- [WORK TO DO] The records below must be copied in full; omit the images.

(Excerpt from a dataset)
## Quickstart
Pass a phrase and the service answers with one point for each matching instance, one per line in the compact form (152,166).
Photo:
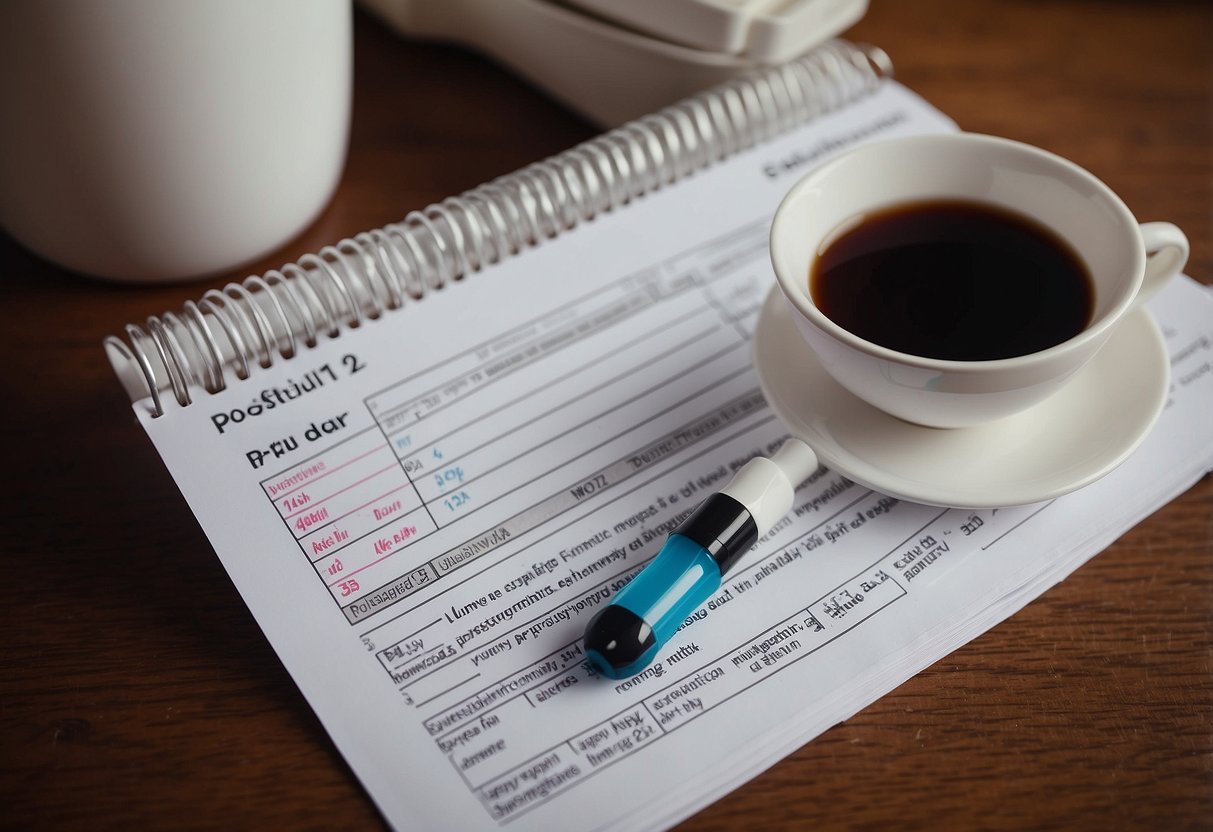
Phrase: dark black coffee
(954,280)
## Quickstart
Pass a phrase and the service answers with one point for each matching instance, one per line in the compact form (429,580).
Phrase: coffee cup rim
(797,291)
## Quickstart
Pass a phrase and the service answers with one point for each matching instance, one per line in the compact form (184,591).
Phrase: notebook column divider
(228,332)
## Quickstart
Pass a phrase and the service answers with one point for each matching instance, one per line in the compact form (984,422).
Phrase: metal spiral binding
(229,330)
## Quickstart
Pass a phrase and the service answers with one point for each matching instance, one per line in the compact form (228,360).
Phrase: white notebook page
(425,512)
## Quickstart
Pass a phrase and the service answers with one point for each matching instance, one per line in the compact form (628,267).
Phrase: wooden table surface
(136,688)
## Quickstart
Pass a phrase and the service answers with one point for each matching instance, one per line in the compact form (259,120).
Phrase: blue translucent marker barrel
(625,636)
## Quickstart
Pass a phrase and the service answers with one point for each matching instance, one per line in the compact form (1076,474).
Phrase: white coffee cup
(1127,262)
(163,140)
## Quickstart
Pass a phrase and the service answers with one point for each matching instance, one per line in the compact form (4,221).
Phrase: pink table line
(330,471)
(313,506)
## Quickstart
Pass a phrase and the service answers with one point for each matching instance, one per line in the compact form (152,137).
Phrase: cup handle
(1166,254)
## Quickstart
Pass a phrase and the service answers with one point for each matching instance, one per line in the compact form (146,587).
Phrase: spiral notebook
(428,454)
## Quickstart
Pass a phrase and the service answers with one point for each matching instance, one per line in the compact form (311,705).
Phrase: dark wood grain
(136,689)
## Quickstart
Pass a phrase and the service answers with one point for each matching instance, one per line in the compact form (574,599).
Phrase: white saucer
(1064,443)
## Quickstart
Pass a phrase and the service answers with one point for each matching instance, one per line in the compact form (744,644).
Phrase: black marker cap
(619,642)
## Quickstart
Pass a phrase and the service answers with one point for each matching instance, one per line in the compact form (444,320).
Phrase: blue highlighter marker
(626,634)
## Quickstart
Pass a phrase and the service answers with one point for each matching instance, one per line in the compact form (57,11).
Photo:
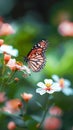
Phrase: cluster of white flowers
(55,84)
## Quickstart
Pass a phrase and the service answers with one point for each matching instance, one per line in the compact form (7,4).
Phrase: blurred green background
(36,20)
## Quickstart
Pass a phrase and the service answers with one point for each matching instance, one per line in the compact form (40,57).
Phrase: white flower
(64,84)
(48,87)
(9,50)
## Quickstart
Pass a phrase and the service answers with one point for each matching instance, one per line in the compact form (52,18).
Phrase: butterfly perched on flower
(36,58)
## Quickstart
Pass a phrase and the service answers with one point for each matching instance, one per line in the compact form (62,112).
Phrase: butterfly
(36,58)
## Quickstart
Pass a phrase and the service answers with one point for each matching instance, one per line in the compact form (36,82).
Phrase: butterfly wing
(36,58)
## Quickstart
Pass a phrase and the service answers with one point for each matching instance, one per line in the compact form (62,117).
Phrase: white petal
(55,78)
(67,83)
(40,91)
(67,91)
(40,84)
(48,81)
(51,91)
(56,87)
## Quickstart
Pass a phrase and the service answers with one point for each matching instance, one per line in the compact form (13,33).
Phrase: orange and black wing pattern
(36,58)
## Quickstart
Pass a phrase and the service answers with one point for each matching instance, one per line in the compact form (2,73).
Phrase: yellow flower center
(61,82)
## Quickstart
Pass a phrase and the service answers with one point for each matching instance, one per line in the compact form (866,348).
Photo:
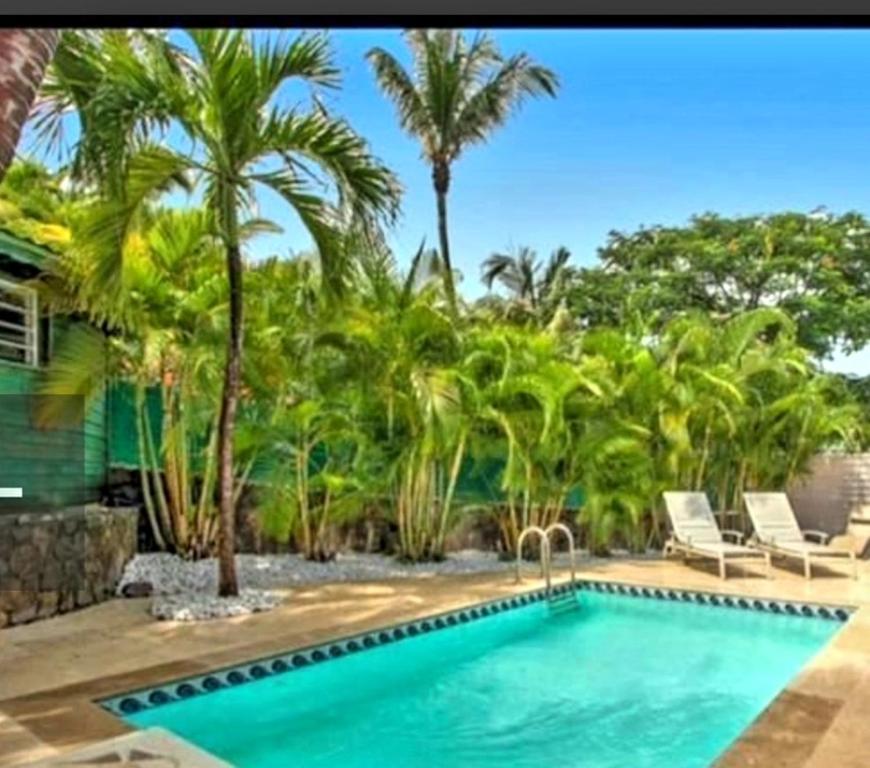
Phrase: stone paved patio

- [TASK OUTPUT]
## Quickstart
Pass a phrase and the service answers with one point for each matching instance, one per line in the compact form (152,166).
Photo:
Phrase: dark black coffee
(954,280)
## Quickstart
Pass a phrase and the service answers with one point for each matching instance, one per line in the compact form (429,580).
Phrase: coffee cup rim
(797,291)
## Quickstart
Pass a phrase and the service answers with one point for each matching instance, one per line in the compact form (184,591).
Phrase: notebook column divider
(228,332)
## Quickstart
Pass a phrase and the service answers with one point for each matching instance, one per line in the compact form (984,422).
Phrase: metal spiral binding
(229,330)
## Quickstart
Pass a phrase and the service answers with one point for each matching instance, one per line in the compact form (228,360).
Phrase: white notebook page
(425,512)
## Quickstart
Pass a phrase and the service answers with one point for each matching instance, one per line in the compact form (628,267).
Phrase: wooden table surface
(136,688)
## Quickstart
Pass a phrase and the service answers with one point for each matching instance, one per line in the compact form (259,120).
Phrase: blue translucent marker barrel
(625,636)
## Quickstart
Pass a phrase and the service answers with one point for each matching instance, one per line in the compact form (1076,474).
Phrase: white coffee cup
(1127,262)
(163,140)
## Quickstart
Pass a phrase and the service answers with one point for each matching instance, one per line in the compact form (4,221).
Phrase: pink table line
(330,471)
(313,506)
## Quickstart
Pass a phrase and the service answers with one point for each matching instance, one per line in the compact form (152,137).
Phrase: cup handle
(1166,254)
## Quickstart
Pass a phrase and the service answers with one point for each matching instance, one per line in the compact form (146,587).
Phrase: spiral notebook
(428,454)
## Quickstart
Pass a phrase and the service answers with one point for each matching instance, one per line in the compact form (311,705).
Phrase: dark wood grain
(136,689)
## Quickstart
Pass a phrase and the service answers with one point for each matching instance, one per line in the compact form (574,599).
Phrase: white saucer
(1064,443)
## Quickstart
Pass a phrase and the service answers with one point for each matching instance, one per line in the compact form (744,644).
Phrase: black marker cap
(619,642)
## Quickstart
Pass a phrase and the service answers with one point for each matching instance, one per line in the compact form (444,320).
Phrase: blue highlighter marker
(626,634)
## Quickstart
Pass a phrase and the service answers with one point for each matching instance, one per line in the compact form (57,11).
Photo:
Phrase: cluster of white flowers
(55,84)
## Quickstart
Pass a phrase and the service answers with one point for each matching instance, one per line in the compact form (7,4).
Phrase: blurred green background
(36,20)
## Quickstart
Pass a phrase and the service answers with one point for each matching instance, one per line in the compact form (40,57).
Phrase: white flower
(64,84)
(48,87)
(9,50)
## Quickstart
Pass a phrase and the service answers with one point for each matching instance, one per line in the compact form (52,18).
Phrase: butterfly perched on flower
(36,58)
## Quickstart
Pass a phrase and the service answers with one point for each matching instance, one per line in the compact form (62,112).
Phrase: butterfly
(36,58)
## Quickstart
Pass a phrase and the service answers with one point for each matching instance, one per line in the compact form (36,82).
Phrase: butterfly wing
(36,58)
## Quickstart
Pass a phrase and the service answers with one point for each matching instance, one per line in the compact form (62,117).
Phrase: white petal
(55,78)
(67,83)
(40,91)
(67,91)
(40,84)
(48,81)
(51,91)
(56,87)
## Quickstart
Pass a phrase and the service answers with one point for each matching instance, one per line in the compact form (13,33).
Phrase: orange and black wing pattern
(36,58)
## Quickstart
Pass a phrase and the service answers with one point for each matching instance, one per line in the compact form (2,73).
Phrase: yellow flower center
(61,82)
## Quickstart
Pass a phrase and the service answers with one point for each matching instance, one per line in the compact form (866,348).
Photo:
Phrase: stone paved patio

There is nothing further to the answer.